Provided passage =>
....

Plymouth plans to limit charity fundraisers on streets

Charity fundraisers (generic)
Image caption There are plans to control where charity fundraisers can go

An agreement to restrict the number of charity fundraisers on Plymouth's streets is being negotiated.

Charity collectors, known as "chuggers", are the biggest source of complaints from shoppers, city centre managers said.

They are working with the Public Fundraising Regulatory Association (PFRA) to improve the situation.

The PFRA said it was about finding the "right balance" for charities and shoppers.

Clint Jones, Plymouth city centre manager, said: "It's by far the thing we get most complaints about.

'Finding balance'

"The number of face-to-face fundraisers in the city at any one time can be up to three teams of eight people.

"That's a lot of people to be approached by.

"It's not about the fact that people are collecting for charity, it's the manner in which they are doing it.

"People do not want to be bothered when they are walking through the street."

Mr Jones said he wanted the city centre management team to have more control over the sites charity fundraisers use, the number of times a site is used during a week and the number of collectors.

Face-to-face fundraising involves stopping people on the street and asking them to sign up to to give to a charity via direct debit.

....

Material shown =>

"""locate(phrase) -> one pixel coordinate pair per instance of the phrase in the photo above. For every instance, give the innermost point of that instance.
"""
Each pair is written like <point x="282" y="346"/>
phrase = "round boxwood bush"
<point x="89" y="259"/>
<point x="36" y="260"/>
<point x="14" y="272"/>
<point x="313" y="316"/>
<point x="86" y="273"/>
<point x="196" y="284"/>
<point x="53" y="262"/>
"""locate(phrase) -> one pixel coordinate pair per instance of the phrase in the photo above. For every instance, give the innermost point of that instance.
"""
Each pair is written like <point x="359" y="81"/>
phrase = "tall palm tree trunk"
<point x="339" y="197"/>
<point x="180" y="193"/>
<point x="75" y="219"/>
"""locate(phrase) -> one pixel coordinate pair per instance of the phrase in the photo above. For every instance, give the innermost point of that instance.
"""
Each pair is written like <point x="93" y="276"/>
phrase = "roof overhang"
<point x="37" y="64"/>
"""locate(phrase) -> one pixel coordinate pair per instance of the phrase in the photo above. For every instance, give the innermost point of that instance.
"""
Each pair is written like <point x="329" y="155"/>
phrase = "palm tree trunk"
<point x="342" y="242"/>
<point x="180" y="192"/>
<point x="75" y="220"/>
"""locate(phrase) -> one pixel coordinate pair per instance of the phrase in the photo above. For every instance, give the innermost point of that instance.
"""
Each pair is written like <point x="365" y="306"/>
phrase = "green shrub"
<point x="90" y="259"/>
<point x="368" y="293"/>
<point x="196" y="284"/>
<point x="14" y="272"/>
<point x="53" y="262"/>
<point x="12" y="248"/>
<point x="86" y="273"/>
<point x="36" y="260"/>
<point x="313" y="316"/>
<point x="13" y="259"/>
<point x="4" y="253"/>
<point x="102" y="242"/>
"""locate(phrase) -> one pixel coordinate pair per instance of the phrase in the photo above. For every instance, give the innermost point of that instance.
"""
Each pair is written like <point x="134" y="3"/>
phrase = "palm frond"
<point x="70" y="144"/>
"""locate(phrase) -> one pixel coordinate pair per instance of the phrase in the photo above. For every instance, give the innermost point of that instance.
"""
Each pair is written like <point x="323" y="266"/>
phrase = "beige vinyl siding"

....

Exercise task 1 => According to the article on Plymouth charity fundraisers, how many face-to-face fundraisers can be in the city at any one time?
Exercise task 2 => Please retype part of the article on Plymouth charity fundraisers, beginning at the words "Charity fundraisers (generic)" and stopping after "improve the situation.".
Exercise task 3 => Continue the article on Plymouth charity fundraisers after its last sentence.
The rows play no part here.

Reply 1 => Up to three teams of eight people.

Reply 2 =>
Charity fundraisers (generic)
Image caption There are plans to control where charity fundraisers can go

An agreement to restrict the number of charity fundraisers on Plymouth's streets is being negotiated.

Charity collectors, known as "chuggers", are the biggest source of complaints from shoppers, city centre managers said.

They are working with the Public Fundraising Regulatory Association (PFRA) to improve the situation.

Reply 3 =>
The PFRA was set up 10 years ago as a self-regulatory body for charities involved in this kind of fundraising.

Dr Toby Ganley, head of policy at the PFRA, said: "Our approach is to establish a sustainable level of fundraising so charities can guarantee a reliable income.

"You have to balance the rights of charities to ask for money with the rights of people to go about their business.

Bid for 'slots'

"It's about finding the right mix and the right balance."

He said the PFRA already had site agreements with between 60 and 80 other cities.

The organisation also runs a diary system so charities can bid for collecting "slots" so fundraisers can avoid all turning up at the same spot in a city at the same time.

He said these diaries were already shared with councils so they knew what fundraising was planned.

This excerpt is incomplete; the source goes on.